**JOB 1:** Show every line of the records that contains the word "green". Case counts.

**SELECTION:**

· · · · ·

Over 300 international and Russian movies were filmed in Saint Petersburg. Well over a thousand feature films about tsars, revolution, people and stories set in Saint Petersburg have been produced worldwide but not filmed in the city. The first film studios were founded in Saint Petersburg in the 20th century, and since the 1920s, Lenfilm has been the largest film studio based in Saint Petersburg. The first foreign feature movie filmed entirely in Saint Petersburg was the 1997 production of Tolstoy's Anna Karenina, starring Sophie Marceau and Sean Bean and made by an international team of British, American, French, and Russian filmmakers.

The cult comedy The Irony of Fate (also Ирония судьбы, или С лёгким паром!) is set in Saint Petersburg and pokes fun at Soviet city planning. The 1985 film White Nights received considerable Western attention for having captured genuine Leningrad street scenes at a time when filming in the Soviet Union by Western production companies was generally unheard of. Other movies include GoldenEye (1995), Midnight in Saint Petersburg (1996), Brother (1997), and Dhaam Dhoom (2008). Onegin (1999) is based on the Pushkin poem and showcases many tourist attractions. In addition, the Russian romantic comedy, Piter FM, intricately showcases the cityscape, almost as if it were a main character in the film.

Several international film festivals are held annually, such as the Festival of Festivals, Saint Petersburg, as well as the Message to Man International Documentary Film Festival, since its inauguration in 1988 during the White Nights.

===Dramatic theatre===

Saint Petersburg has more than a hundred theatres and theatre companies.

==Education==

As of 2006–2007, there were 1,024 kindergartens, 716 public schools and 80 vocational schools in Saint Petersburg. The largest of the public higher education institutions is Saint Petersburg State University, enrolling approximately 32,000 undergraduate students; and the largest non-governmental higher education institutions is the Institute of International Economic Relations, Economics, and Law. Other famous universities are the Polytechnic University, Herzen University, Saint Petersburg State University of Economics and Finance, Saint Petersburg State University of Architecture and Civil Engineering, and Military Engineering-Technical University. However, the public universities are all federal property and do not belong to the city.

==Sports==

Gazprom Arena on Krestovsky Island

Leningrad hosted part of the association football tournament during the 1980 Summer Olympics. The 1994 Goodwill Games were also held here.

In boating, the first competition here was the 1703 rowing event initiated by Peter the Great, after the victory over the Swedish fleet. The Russian Navy has held yachting events since the foundation of the city. Yacht clubs include the St. Petersburg River Yacht Club and the Neva Yacht Club; the latter is the oldest yacht club in the world. In the winter, when the sea and lake surfaces are frozen and yachts and dinghies cannot be used, local people sail iceboats.

Equestrianism has been a long tradition, popular among the Tsars and the aristocracy, as well as part of military training. Several historic arenas were built for equestrianism since the 18th century to maintain training all year round, such as the Zimny Stadion and Konnogvardeisky Manege.

· · · · ·

**JOB 2:** In the text on Saint Petersburg, turn the paragraph that begins "In boating, the first competition" into a short bulleted list that keeps its main facts.

· · · · ·

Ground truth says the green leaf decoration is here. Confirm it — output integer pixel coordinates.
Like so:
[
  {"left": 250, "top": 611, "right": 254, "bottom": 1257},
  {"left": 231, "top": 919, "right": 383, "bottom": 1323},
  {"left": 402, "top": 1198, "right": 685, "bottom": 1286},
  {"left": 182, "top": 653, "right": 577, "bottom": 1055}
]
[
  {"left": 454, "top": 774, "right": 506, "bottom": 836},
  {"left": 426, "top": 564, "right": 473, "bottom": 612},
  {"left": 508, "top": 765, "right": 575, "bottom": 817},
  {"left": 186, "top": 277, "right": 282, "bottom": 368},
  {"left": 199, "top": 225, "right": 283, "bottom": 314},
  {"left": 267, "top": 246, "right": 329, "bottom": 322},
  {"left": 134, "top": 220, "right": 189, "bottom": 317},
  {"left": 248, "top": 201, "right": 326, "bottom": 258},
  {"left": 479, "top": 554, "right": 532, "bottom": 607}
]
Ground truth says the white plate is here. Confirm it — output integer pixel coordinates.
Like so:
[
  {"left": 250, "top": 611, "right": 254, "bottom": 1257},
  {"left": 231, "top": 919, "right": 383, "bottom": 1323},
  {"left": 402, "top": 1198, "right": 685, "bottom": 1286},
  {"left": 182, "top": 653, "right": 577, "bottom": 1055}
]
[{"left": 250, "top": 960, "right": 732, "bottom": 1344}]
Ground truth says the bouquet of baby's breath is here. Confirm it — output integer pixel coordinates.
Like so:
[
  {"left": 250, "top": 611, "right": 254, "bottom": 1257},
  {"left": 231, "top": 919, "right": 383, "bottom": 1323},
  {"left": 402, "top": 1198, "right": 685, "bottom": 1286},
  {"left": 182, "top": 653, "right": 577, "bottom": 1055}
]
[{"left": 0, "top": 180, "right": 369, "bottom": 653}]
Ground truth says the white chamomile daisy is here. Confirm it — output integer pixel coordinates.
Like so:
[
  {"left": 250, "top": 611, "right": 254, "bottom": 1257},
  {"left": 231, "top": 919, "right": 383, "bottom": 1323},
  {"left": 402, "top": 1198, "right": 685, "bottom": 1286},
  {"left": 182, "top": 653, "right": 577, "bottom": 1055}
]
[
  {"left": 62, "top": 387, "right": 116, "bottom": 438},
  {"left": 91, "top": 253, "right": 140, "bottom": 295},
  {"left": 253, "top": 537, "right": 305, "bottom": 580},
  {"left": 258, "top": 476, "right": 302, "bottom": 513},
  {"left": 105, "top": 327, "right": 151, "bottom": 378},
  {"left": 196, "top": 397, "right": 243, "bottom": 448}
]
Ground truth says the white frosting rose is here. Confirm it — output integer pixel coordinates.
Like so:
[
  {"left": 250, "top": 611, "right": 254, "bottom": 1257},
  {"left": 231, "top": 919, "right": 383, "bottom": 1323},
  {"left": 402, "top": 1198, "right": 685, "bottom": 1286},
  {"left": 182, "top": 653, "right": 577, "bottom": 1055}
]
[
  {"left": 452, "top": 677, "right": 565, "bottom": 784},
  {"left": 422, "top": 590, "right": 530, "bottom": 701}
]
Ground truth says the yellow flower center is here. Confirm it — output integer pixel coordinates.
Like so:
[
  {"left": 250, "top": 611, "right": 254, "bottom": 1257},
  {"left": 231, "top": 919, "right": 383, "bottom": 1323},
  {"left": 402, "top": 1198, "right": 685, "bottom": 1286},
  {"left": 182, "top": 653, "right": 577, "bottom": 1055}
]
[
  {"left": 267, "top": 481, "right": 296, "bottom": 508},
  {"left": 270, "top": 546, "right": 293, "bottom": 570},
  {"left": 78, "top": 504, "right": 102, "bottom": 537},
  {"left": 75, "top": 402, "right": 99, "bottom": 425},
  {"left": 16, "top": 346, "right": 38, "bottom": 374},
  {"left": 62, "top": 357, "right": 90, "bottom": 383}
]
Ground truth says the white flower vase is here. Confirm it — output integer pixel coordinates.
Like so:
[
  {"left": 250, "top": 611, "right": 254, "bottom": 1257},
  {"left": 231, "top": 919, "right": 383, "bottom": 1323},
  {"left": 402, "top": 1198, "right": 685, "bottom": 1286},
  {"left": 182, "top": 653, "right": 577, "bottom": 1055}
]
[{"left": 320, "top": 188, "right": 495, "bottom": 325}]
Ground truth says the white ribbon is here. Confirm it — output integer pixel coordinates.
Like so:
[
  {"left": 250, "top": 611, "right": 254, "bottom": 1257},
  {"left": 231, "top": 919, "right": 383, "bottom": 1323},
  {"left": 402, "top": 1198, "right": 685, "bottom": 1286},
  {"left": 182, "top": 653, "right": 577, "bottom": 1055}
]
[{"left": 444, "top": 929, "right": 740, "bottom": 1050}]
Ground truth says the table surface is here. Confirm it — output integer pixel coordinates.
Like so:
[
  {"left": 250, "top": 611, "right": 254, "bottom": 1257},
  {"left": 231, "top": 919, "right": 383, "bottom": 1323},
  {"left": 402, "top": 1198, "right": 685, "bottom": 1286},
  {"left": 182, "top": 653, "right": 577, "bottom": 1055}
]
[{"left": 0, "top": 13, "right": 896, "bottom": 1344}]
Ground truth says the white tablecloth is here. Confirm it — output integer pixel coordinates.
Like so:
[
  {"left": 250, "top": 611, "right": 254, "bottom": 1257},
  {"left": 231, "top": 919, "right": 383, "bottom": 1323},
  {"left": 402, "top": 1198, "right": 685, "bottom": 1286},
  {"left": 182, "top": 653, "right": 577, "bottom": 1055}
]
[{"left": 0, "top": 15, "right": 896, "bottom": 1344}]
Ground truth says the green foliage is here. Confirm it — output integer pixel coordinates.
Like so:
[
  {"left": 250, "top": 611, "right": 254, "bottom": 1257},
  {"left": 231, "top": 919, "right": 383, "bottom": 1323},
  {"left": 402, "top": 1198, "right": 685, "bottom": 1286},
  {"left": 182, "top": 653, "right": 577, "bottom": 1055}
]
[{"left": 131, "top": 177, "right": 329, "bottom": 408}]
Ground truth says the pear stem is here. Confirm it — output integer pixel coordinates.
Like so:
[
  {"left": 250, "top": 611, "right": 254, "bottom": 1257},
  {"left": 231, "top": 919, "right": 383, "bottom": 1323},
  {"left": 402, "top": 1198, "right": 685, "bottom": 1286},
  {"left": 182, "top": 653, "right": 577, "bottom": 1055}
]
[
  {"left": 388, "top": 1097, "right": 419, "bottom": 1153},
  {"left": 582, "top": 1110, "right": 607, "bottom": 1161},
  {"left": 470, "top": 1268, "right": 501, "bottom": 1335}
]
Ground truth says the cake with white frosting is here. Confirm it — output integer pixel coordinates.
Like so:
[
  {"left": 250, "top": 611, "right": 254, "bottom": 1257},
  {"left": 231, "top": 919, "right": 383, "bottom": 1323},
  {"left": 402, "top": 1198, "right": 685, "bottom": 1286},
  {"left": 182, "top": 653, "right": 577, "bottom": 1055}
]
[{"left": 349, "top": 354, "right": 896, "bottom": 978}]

· · · · ·

**EXPECTED OUTPUT 1:**
Ground truth says the green leaf decoration is here. Confirm it — output integer pixel coordinates.
Ground truth says the green foliage is here. Confirm it — output integer pixel coordinates.

**EXPECTED OUTPUT 2:**
- The first boating competition was a rowing event in 1703. Peter the Great started it after the victory over the Swedish fleet.
- The Russian Navy has held yachting events since the city was founded.
- Yacht clubs include the St. Petersburg River Yacht Club and the Neva Yacht Club. The Neva Yacht Club is the oldest yacht club in the world.
- In winter, the sea and lakes freeze and yachts and dinghies can't be used, so local people sail iceboats.